> [TASK REQUIREMENTS]: A word-for-word copy of the line containing "In this exercise you will find the dark cloud" and every following line to the end of the data below is all the answer should hold.

%%

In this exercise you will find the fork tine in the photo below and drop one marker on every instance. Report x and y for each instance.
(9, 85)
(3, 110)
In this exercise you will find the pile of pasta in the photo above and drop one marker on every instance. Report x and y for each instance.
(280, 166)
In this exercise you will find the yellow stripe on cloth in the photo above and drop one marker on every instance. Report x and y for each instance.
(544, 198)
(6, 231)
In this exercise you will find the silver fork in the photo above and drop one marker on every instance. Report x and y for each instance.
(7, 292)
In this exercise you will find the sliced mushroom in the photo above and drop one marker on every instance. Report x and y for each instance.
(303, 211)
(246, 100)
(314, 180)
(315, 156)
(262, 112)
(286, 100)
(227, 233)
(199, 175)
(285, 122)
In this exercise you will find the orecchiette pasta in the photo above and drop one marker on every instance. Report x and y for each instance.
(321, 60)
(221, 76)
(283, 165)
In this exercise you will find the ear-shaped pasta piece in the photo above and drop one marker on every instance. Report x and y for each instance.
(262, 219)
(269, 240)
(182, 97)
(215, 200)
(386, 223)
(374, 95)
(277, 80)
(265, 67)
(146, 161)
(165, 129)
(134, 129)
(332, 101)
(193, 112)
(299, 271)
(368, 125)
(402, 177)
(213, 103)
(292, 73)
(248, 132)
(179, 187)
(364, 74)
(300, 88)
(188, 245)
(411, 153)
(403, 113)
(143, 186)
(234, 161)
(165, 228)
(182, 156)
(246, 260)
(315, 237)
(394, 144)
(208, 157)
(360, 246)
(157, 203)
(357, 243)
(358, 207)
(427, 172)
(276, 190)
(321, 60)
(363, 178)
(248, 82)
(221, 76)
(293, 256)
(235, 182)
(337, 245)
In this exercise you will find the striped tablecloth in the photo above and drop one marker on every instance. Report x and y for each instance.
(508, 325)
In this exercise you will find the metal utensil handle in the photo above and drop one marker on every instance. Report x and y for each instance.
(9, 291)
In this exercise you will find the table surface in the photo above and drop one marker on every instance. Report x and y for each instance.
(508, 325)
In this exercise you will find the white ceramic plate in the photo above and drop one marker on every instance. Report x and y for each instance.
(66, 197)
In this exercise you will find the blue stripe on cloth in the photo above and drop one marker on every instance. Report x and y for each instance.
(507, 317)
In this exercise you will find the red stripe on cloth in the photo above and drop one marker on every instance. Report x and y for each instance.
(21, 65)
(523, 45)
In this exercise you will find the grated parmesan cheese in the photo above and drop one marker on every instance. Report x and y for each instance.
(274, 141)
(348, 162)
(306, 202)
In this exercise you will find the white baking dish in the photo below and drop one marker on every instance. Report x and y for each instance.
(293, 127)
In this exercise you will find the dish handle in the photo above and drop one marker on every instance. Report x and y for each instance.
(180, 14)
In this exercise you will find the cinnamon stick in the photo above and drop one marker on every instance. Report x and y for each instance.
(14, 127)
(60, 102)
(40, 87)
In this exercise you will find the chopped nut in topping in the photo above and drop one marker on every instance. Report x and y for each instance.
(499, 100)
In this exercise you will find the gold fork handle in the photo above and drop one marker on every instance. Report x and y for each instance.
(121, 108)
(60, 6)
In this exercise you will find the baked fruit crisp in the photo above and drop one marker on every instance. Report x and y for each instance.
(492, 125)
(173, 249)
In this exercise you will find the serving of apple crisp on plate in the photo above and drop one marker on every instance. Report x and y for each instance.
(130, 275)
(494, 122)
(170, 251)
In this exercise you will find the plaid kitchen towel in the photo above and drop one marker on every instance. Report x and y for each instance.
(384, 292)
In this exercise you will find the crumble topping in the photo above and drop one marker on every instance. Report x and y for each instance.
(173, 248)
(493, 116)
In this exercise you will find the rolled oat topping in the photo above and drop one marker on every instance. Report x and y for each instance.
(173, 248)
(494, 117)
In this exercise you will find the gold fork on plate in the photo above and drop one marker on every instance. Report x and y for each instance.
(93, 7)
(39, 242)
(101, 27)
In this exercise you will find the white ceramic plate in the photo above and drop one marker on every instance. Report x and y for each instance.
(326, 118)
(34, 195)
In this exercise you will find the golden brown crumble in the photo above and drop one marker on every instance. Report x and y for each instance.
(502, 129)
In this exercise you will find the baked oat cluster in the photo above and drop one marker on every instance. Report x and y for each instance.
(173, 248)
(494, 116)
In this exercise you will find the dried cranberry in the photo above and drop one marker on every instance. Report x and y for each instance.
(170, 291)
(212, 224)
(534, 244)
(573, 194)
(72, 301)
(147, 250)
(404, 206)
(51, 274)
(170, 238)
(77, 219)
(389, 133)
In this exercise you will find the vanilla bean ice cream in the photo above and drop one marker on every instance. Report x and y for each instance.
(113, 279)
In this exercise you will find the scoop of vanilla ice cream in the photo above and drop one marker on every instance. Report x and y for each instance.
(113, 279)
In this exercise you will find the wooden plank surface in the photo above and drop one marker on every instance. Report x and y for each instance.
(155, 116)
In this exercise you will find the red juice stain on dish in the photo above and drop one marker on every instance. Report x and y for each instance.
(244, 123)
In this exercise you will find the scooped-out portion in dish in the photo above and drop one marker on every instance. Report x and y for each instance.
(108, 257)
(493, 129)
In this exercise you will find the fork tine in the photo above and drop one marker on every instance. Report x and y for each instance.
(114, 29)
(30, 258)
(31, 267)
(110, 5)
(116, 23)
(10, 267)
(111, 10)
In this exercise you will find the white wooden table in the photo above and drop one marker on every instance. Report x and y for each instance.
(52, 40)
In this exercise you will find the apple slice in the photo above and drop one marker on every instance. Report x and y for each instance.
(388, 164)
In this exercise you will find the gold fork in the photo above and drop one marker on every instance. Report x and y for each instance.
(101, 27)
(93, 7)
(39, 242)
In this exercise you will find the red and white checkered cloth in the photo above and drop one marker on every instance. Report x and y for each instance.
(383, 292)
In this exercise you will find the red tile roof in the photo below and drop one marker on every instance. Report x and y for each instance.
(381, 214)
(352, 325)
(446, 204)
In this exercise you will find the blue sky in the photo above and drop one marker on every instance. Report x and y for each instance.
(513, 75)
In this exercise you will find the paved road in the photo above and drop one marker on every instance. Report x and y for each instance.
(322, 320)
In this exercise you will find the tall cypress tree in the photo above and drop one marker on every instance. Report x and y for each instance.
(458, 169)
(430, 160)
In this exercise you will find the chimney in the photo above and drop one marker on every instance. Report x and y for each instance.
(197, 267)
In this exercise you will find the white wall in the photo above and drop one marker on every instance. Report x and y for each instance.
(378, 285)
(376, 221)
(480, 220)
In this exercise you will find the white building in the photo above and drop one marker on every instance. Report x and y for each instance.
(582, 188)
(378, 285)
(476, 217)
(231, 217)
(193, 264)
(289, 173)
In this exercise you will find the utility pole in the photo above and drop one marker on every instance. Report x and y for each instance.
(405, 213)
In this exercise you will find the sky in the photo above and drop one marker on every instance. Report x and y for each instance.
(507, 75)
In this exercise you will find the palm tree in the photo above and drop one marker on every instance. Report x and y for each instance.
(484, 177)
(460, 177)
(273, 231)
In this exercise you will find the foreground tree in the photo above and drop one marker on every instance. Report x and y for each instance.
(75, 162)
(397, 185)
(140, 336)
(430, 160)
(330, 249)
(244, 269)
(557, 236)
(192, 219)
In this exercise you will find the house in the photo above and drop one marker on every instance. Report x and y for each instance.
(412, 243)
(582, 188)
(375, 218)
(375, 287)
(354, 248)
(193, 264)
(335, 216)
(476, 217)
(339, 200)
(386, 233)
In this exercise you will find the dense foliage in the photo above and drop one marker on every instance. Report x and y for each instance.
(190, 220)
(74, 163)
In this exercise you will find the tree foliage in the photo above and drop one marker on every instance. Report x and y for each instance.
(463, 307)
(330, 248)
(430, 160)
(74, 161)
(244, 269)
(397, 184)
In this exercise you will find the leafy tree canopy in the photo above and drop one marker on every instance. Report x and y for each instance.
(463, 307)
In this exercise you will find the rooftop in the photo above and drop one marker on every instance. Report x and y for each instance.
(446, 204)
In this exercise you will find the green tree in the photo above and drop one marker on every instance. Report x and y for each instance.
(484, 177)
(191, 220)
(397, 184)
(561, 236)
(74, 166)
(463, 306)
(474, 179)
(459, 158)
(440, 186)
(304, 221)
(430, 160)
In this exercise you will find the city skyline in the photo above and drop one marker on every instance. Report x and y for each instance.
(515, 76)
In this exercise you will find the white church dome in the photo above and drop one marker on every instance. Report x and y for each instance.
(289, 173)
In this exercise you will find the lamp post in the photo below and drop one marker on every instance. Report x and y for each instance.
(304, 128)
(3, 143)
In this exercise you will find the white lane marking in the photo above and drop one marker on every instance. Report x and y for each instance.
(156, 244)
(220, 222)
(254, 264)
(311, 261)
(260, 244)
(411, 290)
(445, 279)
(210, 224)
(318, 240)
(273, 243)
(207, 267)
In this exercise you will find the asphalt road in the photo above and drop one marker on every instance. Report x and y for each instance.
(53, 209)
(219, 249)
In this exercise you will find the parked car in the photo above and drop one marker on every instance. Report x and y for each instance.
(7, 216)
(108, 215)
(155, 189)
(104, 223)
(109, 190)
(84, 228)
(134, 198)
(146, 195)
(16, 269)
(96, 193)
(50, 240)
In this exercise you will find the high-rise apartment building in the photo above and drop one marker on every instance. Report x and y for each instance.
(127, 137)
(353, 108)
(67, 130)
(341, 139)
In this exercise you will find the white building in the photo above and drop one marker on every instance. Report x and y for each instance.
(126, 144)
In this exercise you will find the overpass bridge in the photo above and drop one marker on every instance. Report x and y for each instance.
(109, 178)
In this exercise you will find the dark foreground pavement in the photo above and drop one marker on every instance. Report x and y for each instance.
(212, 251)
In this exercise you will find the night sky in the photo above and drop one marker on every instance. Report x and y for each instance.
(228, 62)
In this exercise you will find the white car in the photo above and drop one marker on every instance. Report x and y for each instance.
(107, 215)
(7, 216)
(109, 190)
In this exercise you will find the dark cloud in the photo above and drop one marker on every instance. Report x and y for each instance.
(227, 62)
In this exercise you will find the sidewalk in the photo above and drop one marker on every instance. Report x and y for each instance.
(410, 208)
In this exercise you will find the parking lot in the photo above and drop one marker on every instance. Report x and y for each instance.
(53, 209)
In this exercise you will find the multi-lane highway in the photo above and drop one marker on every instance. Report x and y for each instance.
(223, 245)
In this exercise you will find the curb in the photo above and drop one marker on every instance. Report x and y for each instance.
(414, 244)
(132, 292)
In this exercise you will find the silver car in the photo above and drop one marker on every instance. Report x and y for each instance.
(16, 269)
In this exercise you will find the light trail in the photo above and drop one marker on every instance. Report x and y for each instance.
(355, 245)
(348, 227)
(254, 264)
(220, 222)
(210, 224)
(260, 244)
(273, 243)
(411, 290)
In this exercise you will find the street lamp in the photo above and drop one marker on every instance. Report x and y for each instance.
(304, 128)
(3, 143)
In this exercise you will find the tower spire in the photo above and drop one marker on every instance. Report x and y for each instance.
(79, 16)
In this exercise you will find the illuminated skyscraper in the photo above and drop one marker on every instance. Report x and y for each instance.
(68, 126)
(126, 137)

%%

> [EXERCISE ANSWER]:
In this exercise you will find the dark cloud in the photo above and drop one marker on every instance. Report x and y for each instance.
(227, 62)
In this exercise you will find the sidewalk in the photo above and drop one marker on every instance. Report x and y for each instance.
(410, 208)
In this exercise you will find the parking lot in the photo above and drop one marker on every instance. Report x and y for each instance.
(53, 209)
In this exercise you will find the multi-lane highway in the photo above and drop one marker on every instance. Report x and y for each instance.
(223, 245)
In this exercise you will find the curb in the photo above and drop one marker on every instance. Report x and y for each instance.
(414, 244)
(132, 292)
In this exercise you will find the silver car in the photo above and drop one marker on every instance. Report x and y for each instance.
(16, 269)
In this exercise you will find the light trail in the photo above and drop one marker on every instance. Report x and y for each instance.
(355, 245)
(348, 227)
(254, 264)
(220, 222)
(210, 224)
(260, 244)
(273, 243)
(411, 290)
In this exercise you will find the street lamp in the photo above and drop one marker on every instance. Report x and y for each instance.
(304, 128)
(3, 143)
In this exercise you will find the tower spire in the photo above and drop one marker on every instance. Report x and y for each instance.
(79, 16)
In this exercise you will find the illuminated skyscraper in the photo above and drop one marker on every instance. Report x and y for each instance.
(68, 126)
(126, 137)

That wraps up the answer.